● Exercise prompt: Copy exactly the lines of the material below that run from the one containing "illuminated building facade" through the one containing "task | put a dot on every instance of the golden". Copy no other lines.

● Data:
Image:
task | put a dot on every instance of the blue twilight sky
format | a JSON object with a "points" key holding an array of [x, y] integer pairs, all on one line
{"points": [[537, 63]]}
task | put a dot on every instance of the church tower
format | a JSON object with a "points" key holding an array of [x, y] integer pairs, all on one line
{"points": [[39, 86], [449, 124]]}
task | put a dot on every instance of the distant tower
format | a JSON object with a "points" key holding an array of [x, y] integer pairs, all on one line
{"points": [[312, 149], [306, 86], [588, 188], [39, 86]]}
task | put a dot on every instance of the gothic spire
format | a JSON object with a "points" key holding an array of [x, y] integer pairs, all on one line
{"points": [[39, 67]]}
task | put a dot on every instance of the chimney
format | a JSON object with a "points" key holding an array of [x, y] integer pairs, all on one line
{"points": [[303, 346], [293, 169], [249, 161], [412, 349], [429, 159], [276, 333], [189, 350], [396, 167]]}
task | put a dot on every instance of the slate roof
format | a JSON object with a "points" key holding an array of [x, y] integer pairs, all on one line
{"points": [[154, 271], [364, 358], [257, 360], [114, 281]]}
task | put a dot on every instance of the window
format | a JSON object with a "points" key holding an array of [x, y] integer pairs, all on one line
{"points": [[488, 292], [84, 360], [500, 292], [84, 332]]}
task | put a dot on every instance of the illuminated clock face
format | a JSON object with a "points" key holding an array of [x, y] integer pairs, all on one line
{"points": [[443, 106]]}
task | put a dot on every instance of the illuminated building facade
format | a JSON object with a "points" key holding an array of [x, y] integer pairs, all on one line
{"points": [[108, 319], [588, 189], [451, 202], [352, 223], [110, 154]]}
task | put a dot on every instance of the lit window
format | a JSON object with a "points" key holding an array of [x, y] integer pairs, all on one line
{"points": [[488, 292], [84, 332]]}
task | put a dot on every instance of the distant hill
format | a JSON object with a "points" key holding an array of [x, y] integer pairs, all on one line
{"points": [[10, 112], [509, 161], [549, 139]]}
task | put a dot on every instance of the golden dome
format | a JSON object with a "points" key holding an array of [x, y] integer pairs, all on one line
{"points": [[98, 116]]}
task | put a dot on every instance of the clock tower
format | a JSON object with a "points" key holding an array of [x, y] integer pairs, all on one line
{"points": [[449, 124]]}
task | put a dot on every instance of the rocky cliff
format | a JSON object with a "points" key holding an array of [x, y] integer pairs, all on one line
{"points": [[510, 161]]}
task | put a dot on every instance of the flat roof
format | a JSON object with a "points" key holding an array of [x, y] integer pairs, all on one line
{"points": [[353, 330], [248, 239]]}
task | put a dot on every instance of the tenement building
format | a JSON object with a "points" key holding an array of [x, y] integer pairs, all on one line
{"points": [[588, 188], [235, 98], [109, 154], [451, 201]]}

● The completed task:
task | put a dot on every instance of the illuminated building facade
format | a JSON object with a "points" key holding an array of [x, y] integer pairs, all on one line
{"points": [[108, 319], [588, 189], [451, 202], [352, 223], [110, 154]]}
task | put a dot on every instance of the lit window
format | a JSON object with a "points" key holding an array of [x, y] integer pairs, all on one line
{"points": [[488, 292], [84, 332]]}
task | put a dot on every instance of the distant hill
format | a JSON object with a "points" key holding an array of [x, y] integer pairs, all on one line
{"points": [[10, 112], [509, 161], [549, 139]]}
task | put a dot on every instance of the golden dome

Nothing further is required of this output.